My crew has been playing Torchbearer somewhat consistently (weekly-ish, with a month off here and there) since it released. Recently we brought some new players in, and they are really enjoying it, but they’re still somewhat befuddled by the Conflict system. As I found myself explaining away the system, it revealed some of my own reservations about Conflicts and their effects on the game.
As a nod to the meta-discussion in the forum, it should be noted that my group culture is one that adheres to the rules as much as possible. We have quite a few veteran rules designers in the crew, including some who work in games professionally (electronic, but still) and experience has taught us that the fewer changes the make to the game, the better effects you get out of well-considered house rules.
Some time last fall, a discussion between the various Torchbearer GMs arose organically during a binge session. We all agree that the adventure-phase procedure is damn near perfect, but that we tend to lose players focus and engagement during Conflicts. We started brainstorming solutions, some invasive, others less so.

» Problem to solve
Can you pick up the post about Torchbearer Conflicts right after its last sentence and keep it going in the same voice?

» Given information
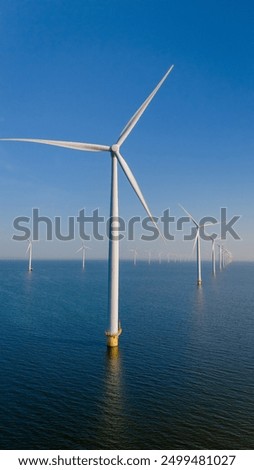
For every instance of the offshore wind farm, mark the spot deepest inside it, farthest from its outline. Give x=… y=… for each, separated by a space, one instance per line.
x=176 y=284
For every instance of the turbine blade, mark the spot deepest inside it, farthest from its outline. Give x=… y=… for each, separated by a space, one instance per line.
x=193 y=220
x=135 y=186
x=133 y=121
x=65 y=144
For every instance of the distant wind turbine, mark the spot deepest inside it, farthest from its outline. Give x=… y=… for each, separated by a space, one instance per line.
x=197 y=242
x=149 y=256
x=114 y=329
x=134 y=256
x=213 y=256
x=30 y=250
x=83 y=248
x=220 y=256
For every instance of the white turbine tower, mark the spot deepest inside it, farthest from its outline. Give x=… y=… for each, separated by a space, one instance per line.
x=30 y=250
x=135 y=253
x=213 y=256
x=149 y=256
x=83 y=248
x=196 y=242
x=114 y=329
x=220 y=256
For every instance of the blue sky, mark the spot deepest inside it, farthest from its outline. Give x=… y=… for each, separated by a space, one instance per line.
x=78 y=71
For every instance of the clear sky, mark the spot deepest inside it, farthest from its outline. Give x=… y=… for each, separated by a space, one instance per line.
x=78 y=70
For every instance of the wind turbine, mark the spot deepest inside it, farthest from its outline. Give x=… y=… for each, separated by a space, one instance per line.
x=149 y=256
x=196 y=242
x=114 y=329
x=30 y=250
x=134 y=256
x=83 y=248
x=220 y=256
x=213 y=256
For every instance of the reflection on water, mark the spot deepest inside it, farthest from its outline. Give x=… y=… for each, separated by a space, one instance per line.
x=182 y=377
x=112 y=425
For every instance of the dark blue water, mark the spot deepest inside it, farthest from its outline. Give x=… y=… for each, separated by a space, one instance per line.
x=183 y=377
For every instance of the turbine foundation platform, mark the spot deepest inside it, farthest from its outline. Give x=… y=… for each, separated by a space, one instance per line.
x=112 y=340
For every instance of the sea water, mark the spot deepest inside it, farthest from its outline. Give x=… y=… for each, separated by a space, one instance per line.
x=182 y=378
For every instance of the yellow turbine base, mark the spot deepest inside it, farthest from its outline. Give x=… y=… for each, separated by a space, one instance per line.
x=112 y=340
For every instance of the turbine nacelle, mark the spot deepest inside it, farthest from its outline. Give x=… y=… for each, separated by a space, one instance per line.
x=115 y=148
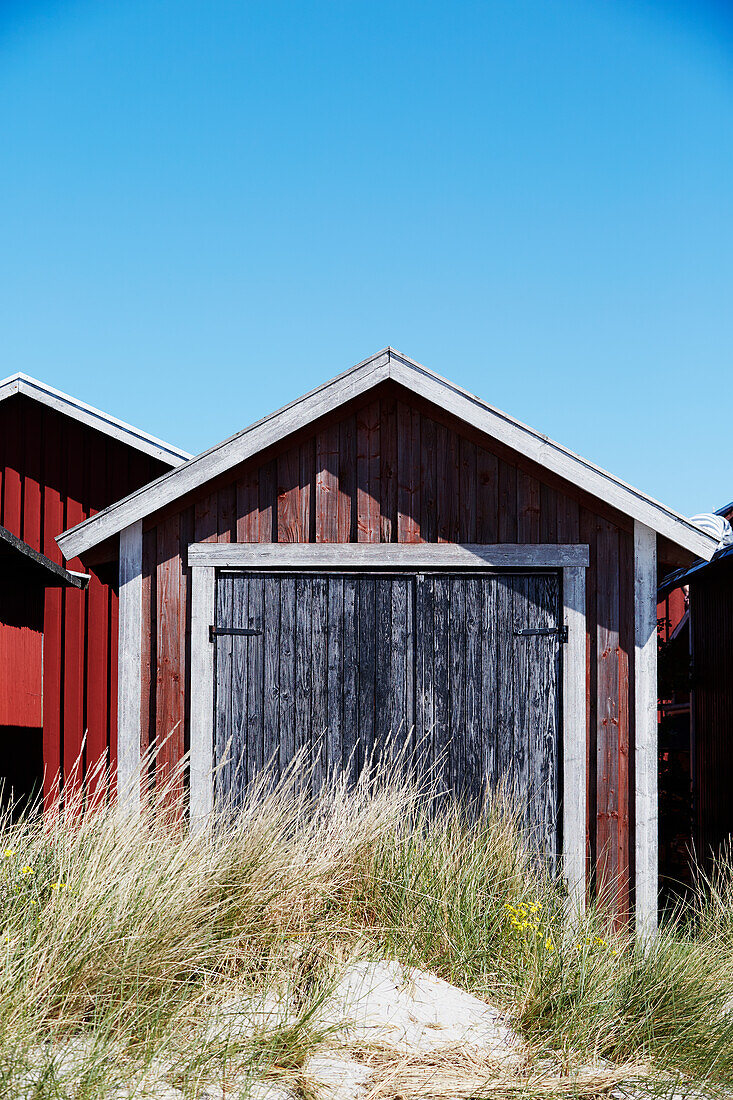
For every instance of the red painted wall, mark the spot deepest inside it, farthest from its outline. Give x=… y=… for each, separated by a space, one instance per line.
x=54 y=472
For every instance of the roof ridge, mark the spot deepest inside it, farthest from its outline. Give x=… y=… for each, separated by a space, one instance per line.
x=35 y=389
x=359 y=380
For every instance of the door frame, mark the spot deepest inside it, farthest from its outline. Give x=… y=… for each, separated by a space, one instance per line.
x=571 y=559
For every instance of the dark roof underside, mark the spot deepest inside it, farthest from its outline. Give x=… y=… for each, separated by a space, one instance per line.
x=19 y=558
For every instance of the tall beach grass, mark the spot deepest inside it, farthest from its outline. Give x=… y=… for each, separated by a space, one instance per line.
x=121 y=939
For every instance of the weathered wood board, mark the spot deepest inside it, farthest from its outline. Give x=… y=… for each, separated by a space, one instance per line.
x=357 y=664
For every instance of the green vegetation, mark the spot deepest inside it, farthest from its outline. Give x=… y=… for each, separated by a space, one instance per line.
x=119 y=939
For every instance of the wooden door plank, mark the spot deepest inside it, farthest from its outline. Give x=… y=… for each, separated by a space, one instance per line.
x=505 y=664
x=457 y=671
x=524 y=657
x=255 y=703
x=239 y=729
x=383 y=708
x=491 y=673
x=304 y=669
x=226 y=712
x=286 y=693
x=271 y=689
x=424 y=640
x=368 y=647
x=397 y=685
x=441 y=757
x=335 y=662
x=350 y=678
x=474 y=688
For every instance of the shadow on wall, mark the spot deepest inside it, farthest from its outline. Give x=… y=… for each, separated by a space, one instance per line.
x=21 y=767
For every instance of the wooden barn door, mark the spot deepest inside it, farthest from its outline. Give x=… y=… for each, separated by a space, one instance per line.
x=459 y=671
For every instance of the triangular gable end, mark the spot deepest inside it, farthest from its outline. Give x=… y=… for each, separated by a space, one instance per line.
x=354 y=383
x=93 y=418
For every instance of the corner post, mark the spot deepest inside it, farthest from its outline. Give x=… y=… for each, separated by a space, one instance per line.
x=645 y=685
x=129 y=669
x=201 y=702
x=573 y=738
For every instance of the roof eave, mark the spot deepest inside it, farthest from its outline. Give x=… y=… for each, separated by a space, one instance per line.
x=94 y=418
x=360 y=378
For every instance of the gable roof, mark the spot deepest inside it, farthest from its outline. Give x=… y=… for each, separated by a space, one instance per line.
x=94 y=418
x=34 y=565
x=361 y=378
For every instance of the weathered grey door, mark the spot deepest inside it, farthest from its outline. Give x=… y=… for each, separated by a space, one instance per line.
x=462 y=667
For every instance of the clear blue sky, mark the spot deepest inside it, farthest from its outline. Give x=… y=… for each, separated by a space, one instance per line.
x=209 y=206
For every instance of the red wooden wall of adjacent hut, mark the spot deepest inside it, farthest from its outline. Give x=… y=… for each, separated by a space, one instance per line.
x=711 y=620
x=395 y=469
x=55 y=472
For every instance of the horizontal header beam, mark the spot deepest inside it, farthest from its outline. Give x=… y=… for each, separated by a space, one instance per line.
x=385 y=556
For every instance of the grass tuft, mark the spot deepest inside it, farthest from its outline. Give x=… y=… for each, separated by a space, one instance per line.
x=134 y=950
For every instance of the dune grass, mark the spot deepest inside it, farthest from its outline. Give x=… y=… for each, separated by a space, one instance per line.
x=120 y=941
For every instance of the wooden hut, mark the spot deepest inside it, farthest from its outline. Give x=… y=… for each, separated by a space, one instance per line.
x=61 y=461
x=390 y=552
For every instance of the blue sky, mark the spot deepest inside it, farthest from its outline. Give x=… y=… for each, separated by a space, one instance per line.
x=209 y=207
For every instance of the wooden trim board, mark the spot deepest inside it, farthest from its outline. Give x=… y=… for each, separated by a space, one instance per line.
x=361 y=378
x=201 y=695
x=645 y=759
x=129 y=685
x=385 y=556
x=573 y=737
x=259 y=556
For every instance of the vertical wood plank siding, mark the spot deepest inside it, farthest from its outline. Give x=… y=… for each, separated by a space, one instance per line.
x=55 y=472
x=711 y=618
x=394 y=469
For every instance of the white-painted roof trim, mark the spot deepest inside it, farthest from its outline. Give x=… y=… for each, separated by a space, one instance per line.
x=353 y=383
x=94 y=418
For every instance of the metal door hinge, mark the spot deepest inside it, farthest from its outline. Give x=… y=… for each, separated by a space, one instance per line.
x=559 y=631
x=218 y=631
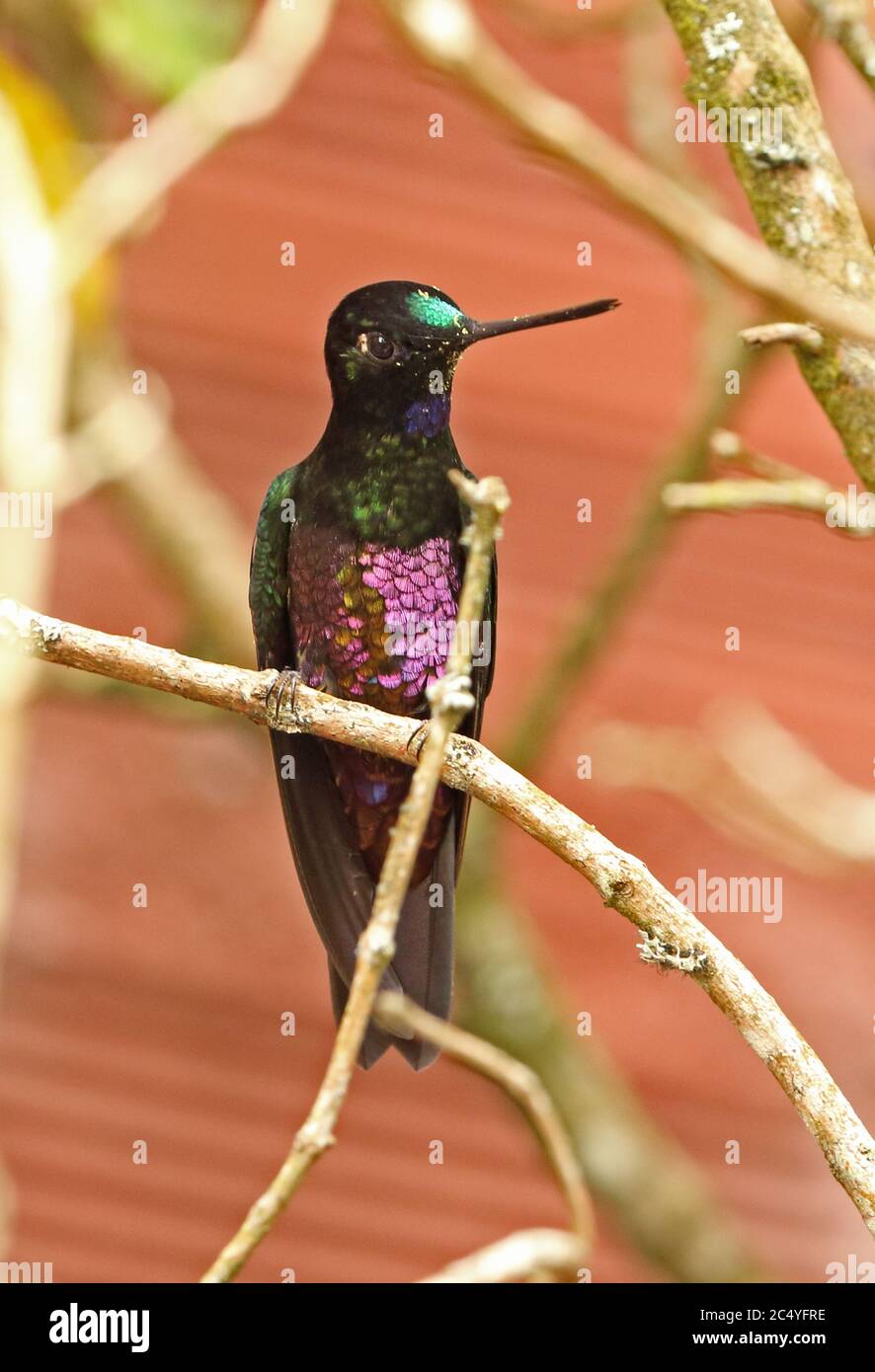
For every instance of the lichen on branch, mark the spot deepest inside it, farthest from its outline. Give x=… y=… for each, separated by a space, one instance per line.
x=741 y=58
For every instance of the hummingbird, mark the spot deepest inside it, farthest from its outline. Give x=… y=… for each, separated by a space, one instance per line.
x=355 y=582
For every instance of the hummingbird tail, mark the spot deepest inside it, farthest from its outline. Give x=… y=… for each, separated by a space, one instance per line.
x=424 y=960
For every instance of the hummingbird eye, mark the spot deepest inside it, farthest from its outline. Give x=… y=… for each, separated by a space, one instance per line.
x=380 y=347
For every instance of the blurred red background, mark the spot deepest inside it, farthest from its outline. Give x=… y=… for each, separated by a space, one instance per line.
x=162 y=1024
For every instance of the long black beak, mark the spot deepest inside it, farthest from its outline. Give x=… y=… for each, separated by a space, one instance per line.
x=494 y=328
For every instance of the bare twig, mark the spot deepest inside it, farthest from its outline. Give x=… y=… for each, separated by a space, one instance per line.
x=801 y=335
x=805 y=495
x=554 y=27
x=450 y=700
x=35 y=340
x=741 y=56
x=845 y=22
x=622 y=881
x=517 y=1080
x=139 y=172
x=449 y=38
x=797 y=807
x=529 y=1256
x=126 y=450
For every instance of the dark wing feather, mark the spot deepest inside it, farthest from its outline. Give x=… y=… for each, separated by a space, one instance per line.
x=333 y=876
x=336 y=883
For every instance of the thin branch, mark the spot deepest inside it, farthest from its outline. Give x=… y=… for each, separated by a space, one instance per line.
x=622 y=881
x=805 y=495
x=137 y=173
x=741 y=56
x=517 y=1080
x=802 y=335
x=845 y=22
x=529 y=1256
x=126 y=450
x=450 y=700
x=555 y=27
x=797 y=807
x=448 y=36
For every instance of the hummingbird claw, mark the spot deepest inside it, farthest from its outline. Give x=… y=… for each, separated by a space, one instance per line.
x=284 y=682
x=417 y=741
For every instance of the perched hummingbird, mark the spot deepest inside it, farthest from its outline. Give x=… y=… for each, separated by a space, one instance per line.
x=355 y=582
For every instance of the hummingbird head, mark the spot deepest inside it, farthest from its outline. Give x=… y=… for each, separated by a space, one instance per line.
x=392 y=350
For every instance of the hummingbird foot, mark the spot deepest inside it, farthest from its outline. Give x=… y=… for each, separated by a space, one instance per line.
x=418 y=738
x=450 y=693
x=280 y=695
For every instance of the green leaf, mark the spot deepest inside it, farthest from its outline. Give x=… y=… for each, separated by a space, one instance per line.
x=161 y=45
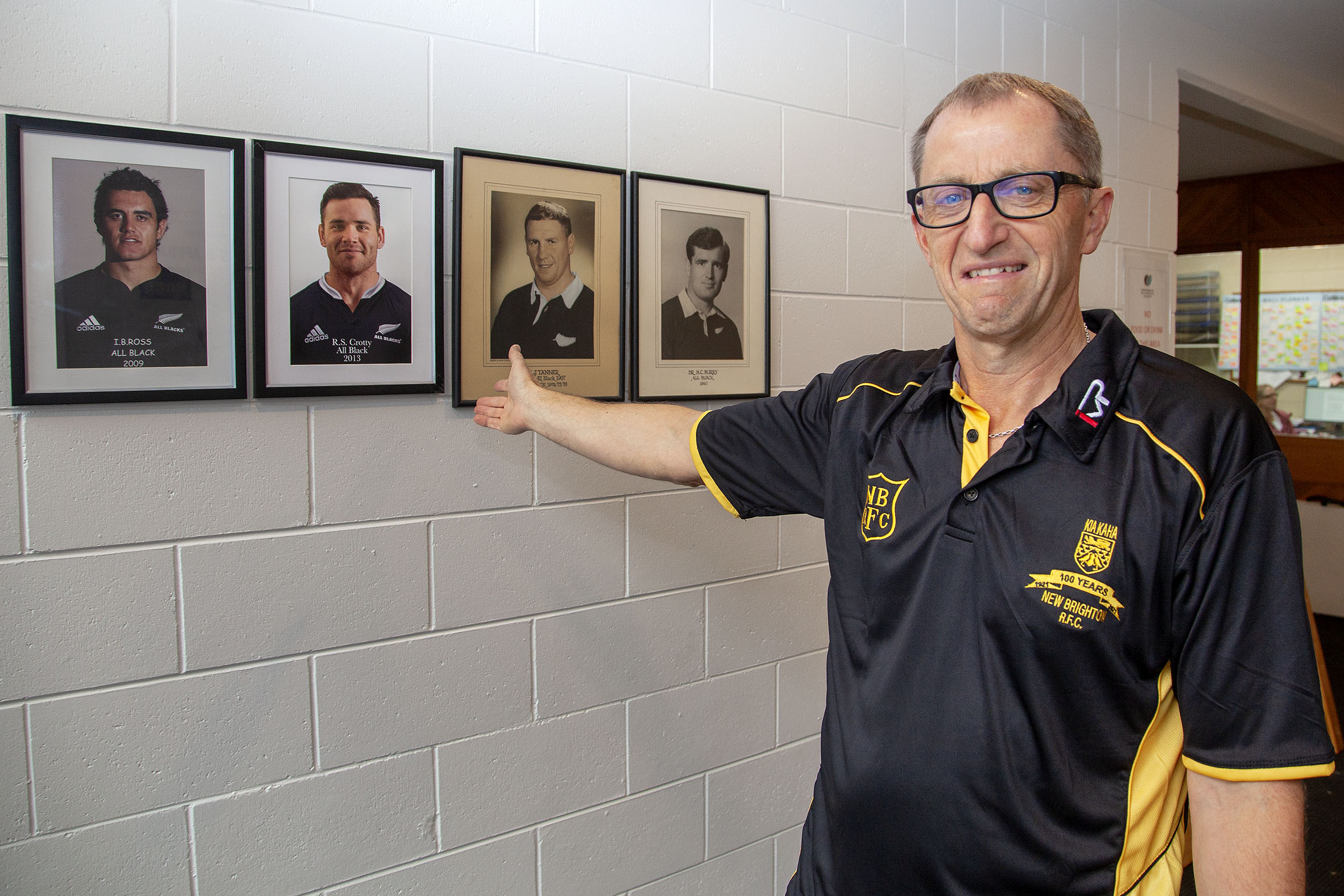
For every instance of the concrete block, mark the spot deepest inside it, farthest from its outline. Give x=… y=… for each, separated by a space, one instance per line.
x=1065 y=58
x=803 y=696
x=521 y=777
x=124 y=752
x=766 y=620
x=500 y=868
x=788 y=847
x=14 y=775
x=803 y=539
x=444 y=463
x=596 y=656
x=140 y=474
x=393 y=697
x=762 y=796
x=514 y=564
x=873 y=18
x=77 y=622
x=1025 y=43
x=747 y=872
x=875 y=266
x=776 y=55
x=1161 y=220
x=980 y=35
x=686 y=538
x=927 y=81
x=565 y=476
x=612 y=849
x=545 y=108
x=316 y=832
x=276 y=597
x=877 y=81
x=503 y=22
x=708 y=723
x=1133 y=82
x=143 y=856
x=821 y=335
x=283 y=84
x=927 y=325
x=808 y=250
x=669 y=135
x=76 y=60
x=1101 y=73
x=871 y=175
x=648 y=36
x=932 y=27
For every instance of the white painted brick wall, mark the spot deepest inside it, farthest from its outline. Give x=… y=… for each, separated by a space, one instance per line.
x=365 y=648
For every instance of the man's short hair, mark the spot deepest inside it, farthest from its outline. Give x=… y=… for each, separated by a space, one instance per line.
x=549 y=211
x=708 y=240
x=1077 y=131
x=134 y=180
x=346 y=190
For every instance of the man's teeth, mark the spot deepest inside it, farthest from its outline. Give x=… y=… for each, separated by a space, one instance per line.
x=990 y=272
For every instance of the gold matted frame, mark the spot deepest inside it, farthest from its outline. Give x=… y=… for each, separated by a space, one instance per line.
x=492 y=194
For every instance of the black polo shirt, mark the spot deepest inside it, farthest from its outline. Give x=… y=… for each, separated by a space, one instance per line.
x=1029 y=651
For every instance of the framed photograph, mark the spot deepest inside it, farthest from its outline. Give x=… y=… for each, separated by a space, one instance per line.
x=702 y=289
x=350 y=272
x=539 y=263
x=125 y=263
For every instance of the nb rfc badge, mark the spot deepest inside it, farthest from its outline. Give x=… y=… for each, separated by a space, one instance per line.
x=1096 y=544
x=878 y=521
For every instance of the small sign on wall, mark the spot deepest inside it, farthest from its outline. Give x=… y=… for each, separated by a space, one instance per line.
x=1148 y=299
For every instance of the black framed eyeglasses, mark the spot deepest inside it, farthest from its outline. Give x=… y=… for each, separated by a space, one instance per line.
x=1030 y=195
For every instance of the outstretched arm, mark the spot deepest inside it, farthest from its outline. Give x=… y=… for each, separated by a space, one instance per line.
x=652 y=441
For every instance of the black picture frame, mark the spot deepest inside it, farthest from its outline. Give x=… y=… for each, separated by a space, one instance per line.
x=663 y=365
x=410 y=190
x=50 y=166
x=487 y=180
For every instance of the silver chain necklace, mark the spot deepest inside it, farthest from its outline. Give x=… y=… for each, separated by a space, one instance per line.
x=999 y=436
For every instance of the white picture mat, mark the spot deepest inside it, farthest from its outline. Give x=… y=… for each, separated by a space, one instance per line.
x=38 y=150
x=407 y=214
x=675 y=378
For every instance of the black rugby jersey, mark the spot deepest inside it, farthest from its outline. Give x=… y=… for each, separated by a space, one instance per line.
x=1029 y=651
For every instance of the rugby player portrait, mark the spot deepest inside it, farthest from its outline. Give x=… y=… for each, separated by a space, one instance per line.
x=692 y=327
x=530 y=316
x=351 y=315
x=129 y=311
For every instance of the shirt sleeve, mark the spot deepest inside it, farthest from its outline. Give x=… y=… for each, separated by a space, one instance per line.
x=1244 y=661
x=768 y=457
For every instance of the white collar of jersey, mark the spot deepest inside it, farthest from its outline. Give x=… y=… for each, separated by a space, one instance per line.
x=689 y=308
x=327 y=288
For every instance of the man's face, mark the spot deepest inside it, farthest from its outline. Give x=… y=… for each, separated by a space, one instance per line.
x=350 y=236
x=129 y=228
x=706 y=272
x=549 y=250
x=1003 y=277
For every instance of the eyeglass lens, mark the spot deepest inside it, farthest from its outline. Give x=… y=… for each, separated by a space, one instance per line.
x=1022 y=196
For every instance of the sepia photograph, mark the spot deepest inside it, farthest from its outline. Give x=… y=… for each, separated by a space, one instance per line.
x=539 y=262
x=702 y=288
x=350 y=250
x=125 y=288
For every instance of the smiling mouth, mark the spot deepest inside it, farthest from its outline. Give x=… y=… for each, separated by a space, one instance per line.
x=991 y=272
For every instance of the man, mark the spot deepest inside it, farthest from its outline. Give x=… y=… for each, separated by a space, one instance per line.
x=351 y=315
x=129 y=311
x=1065 y=569
x=692 y=327
x=530 y=316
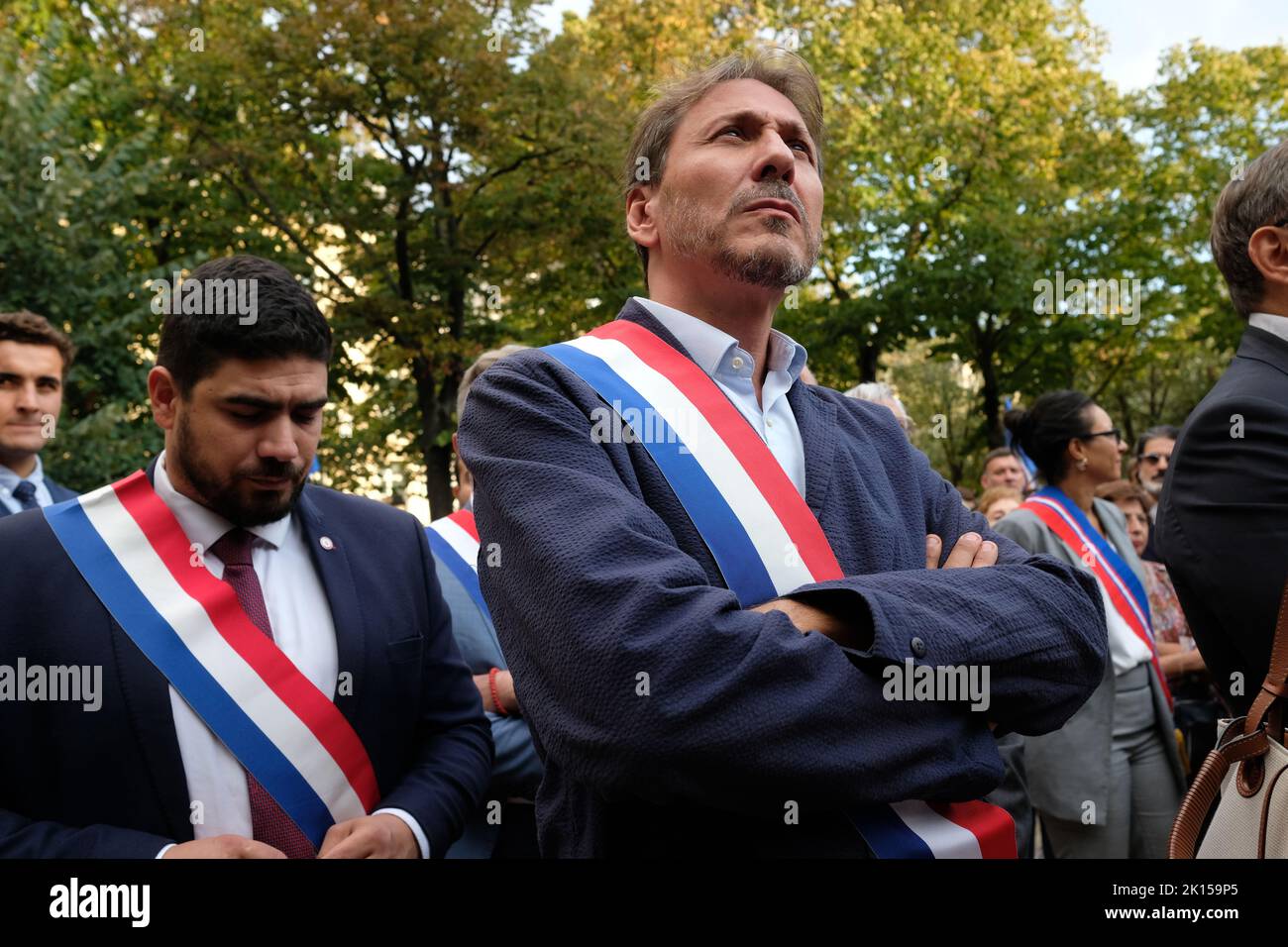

» Answer for this exercise
The Perceived Issues
All of the GMs in my group agree that Conflicts are a valuable way to run extended scenes without inflating the grind, and that the actual mechanics of the mini-game are quite charming. So why are we losing player interest during conflicts?
One thing we all agreed on is that the three-action volley is at odds with the spirit of “Description Forward” as it appears on Page 6. It is difficult, although not impossible, to adhere to that protocol while engaging in a tactical mini-game that locks you in for three actions, since the context tends to change between the first action and the last. (For those of you with advice on how to integrate the two, bear with me.)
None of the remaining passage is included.